__EXERCISE__
An exact copy of the entries is needed, with every line included.

__EXTRACTED ENTRIES__
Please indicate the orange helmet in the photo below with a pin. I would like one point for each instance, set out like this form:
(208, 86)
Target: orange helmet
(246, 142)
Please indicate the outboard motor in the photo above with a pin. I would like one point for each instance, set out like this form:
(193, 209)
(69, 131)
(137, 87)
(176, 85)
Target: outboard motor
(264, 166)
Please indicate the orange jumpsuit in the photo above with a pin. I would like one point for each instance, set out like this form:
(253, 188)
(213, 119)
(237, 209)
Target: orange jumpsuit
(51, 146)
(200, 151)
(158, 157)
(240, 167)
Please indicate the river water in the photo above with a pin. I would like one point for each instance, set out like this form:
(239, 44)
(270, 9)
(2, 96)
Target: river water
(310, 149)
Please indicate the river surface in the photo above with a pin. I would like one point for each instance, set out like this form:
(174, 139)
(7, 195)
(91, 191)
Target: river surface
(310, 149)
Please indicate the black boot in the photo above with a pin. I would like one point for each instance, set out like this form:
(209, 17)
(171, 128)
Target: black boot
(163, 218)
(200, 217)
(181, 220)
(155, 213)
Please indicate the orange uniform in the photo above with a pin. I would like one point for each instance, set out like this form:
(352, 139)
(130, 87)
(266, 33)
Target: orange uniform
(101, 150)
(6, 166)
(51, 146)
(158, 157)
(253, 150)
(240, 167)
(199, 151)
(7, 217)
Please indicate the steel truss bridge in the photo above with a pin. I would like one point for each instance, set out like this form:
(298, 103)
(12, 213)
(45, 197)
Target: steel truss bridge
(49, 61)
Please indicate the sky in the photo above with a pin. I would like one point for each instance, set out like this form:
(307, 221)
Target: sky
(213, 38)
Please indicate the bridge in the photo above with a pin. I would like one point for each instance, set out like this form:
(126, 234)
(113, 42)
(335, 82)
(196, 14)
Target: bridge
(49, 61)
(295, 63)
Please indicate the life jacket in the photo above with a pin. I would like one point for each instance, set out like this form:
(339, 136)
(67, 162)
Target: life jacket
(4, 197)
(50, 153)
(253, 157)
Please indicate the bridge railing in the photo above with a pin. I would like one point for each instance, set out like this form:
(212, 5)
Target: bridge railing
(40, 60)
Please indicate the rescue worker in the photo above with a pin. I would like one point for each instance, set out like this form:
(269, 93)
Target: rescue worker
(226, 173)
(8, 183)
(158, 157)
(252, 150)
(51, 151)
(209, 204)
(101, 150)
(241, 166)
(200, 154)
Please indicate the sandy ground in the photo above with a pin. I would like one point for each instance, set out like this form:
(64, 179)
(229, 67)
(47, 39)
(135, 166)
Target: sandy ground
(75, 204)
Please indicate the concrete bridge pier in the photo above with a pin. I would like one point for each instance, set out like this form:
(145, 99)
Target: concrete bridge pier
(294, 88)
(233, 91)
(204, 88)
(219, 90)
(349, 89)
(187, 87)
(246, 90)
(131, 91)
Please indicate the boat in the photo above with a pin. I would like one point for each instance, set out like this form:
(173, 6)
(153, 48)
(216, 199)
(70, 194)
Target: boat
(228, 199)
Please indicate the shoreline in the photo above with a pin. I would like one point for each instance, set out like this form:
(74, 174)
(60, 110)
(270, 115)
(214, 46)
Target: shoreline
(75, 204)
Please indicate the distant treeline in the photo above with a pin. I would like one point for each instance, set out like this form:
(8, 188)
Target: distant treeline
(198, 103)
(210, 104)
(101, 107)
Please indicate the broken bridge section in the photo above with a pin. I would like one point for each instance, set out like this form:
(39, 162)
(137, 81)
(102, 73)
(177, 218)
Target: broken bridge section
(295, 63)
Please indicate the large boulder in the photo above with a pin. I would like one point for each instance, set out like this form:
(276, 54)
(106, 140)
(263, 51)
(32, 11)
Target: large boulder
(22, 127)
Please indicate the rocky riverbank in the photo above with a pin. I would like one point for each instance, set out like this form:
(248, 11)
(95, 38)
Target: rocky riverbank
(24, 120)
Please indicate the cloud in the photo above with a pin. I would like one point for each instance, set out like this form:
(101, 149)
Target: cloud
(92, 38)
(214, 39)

__ANSWER AREA__
Please indicate the orange helmet in the photo below with a pin. I would like one point for each instance, set out like this form:
(208, 86)
Target: orange helmet
(246, 142)
Please indicate the outboard motor in the photo above with a pin. I would like one point for each instance, set out like this form:
(193, 209)
(69, 131)
(137, 87)
(176, 85)
Target: outboard motor
(264, 166)
Please indicate the orange jumpsuit in the photo above with a pin. I would like one point for each instance, set out like this form:
(253, 188)
(213, 119)
(237, 209)
Target: orange jumpsuit
(51, 146)
(200, 151)
(158, 157)
(240, 167)
Please indicate the river water in the photo above with a pin. I would like one point for each instance, set out like this form:
(239, 44)
(270, 9)
(2, 96)
Target: river water
(310, 149)
Please indicate the river surface in the photo above with a pin. I would like one point for each instance, set out like this form:
(174, 139)
(7, 195)
(91, 191)
Target: river surface
(310, 149)
Please indicate the black boot in the photo above with a pin. I would like one point for each instance, set out like this form:
(209, 17)
(171, 128)
Target: black boot
(163, 218)
(200, 217)
(181, 220)
(155, 213)
Please indicate the orange uniform in the photo above with a pin. I would like one point for each instance, set out like this form:
(352, 139)
(130, 87)
(266, 33)
Target: orange uniform
(101, 150)
(6, 166)
(51, 146)
(158, 157)
(253, 150)
(240, 167)
(199, 151)
(7, 217)
Please indicate the steel truss bridge in the photo above with a pin. I would like one point for each instance, set out like this form:
(298, 103)
(12, 213)
(45, 197)
Target: steel truss bridge
(49, 61)
Please indicate the sky in the photo above with a pin. I would like one point for each instance, set out like this form:
(307, 221)
Target: sky
(213, 38)
Please indicate the bridge in the photo above with a pin. I would like one point for each instance, set out like this form:
(126, 234)
(113, 42)
(335, 82)
(196, 14)
Target: bridge
(49, 61)
(295, 63)
Please indicate the life jacket in the photo above with a pin. I would like one point for each instance, set out like this form:
(339, 136)
(67, 162)
Target: life jacket
(4, 197)
(50, 153)
(253, 157)
Please indicate the bridge railing in the photo above with a pin. I would like one point for each instance, set out like this form:
(212, 5)
Target: bridge railing
(40, 60)
Please indicate the rescue worker in the photo above with a pin. I would like one point for each instance, set out like this form:
(269, 93)
Target: rescue worker
(226, 173)
(8, 183)
(158, 157)
(252, 150)
(51, 151)
(209, 204)
(101, 150)
(241, 166)
(200, 154)
Please indicate the sandy ground in the photo above with a pin. I would like one point for each instance, set out like this form:
(64, 179)
(229, 67)
(47, 39)
(135, 166)
Target: sandy ground
(75, 204)
Please indicate the concrete bridge pier in the photo above with a pin. I would like one point for each instance, set out like this form:
(145, 99)
Target: concrete bridge pier
(294, 88)
(233, 91)
(204, 88)
(219, 90)
(349, 89)
(187, 87)
(246, 90)
(131, 91)
Please indicate the boat in the photo above with a pin. I would like one point for each instance, set out like this form:
(173, 6)
(153, 48)
(216, 199)
(70, 194)
Target: boat
(228, 199)
Please indicate the shoreline in the photo above with a pin. I would like one point for each instance, set out like this form:
(74, 174)
(60, 110)
(270, 115)
(214, 46)
Target: shoreline
(75, 204)
Please indicate the distant treeline in the photo above with a pin. I would like one point for each instance, set out like this form:
(8, 188)
Target: distant treeline
(198, 103)
(210, 104)
(101, 107)
Please indicate the broken bridge section in the photo above with a pin. I would like one point for each instance, set out like this form:
(39, 162)
(137, 81)
(102, 73)
(177, 218)
Target: broken bridge section
(295, 63)
Please indicate the large boulder in the photo above with a pin. I would like one point for each instance, set out like this form:
(276, 54)
(106, 140)
(263, 51)
(32, 11)
Target: large boulder
(22, 127)
Please indicate the rocky riverbank in the photo above with a pin. I would like one point for each instance, set out like this form:
(248, 11)
(95, 38)
Target: rocky riverbank
(24, 120)
Please indicate the cloud in the photo above with a pin. I would like one point for each instance, set out like this form:
(101, 149)
Target: cloud
(92, 38)
(214, 39)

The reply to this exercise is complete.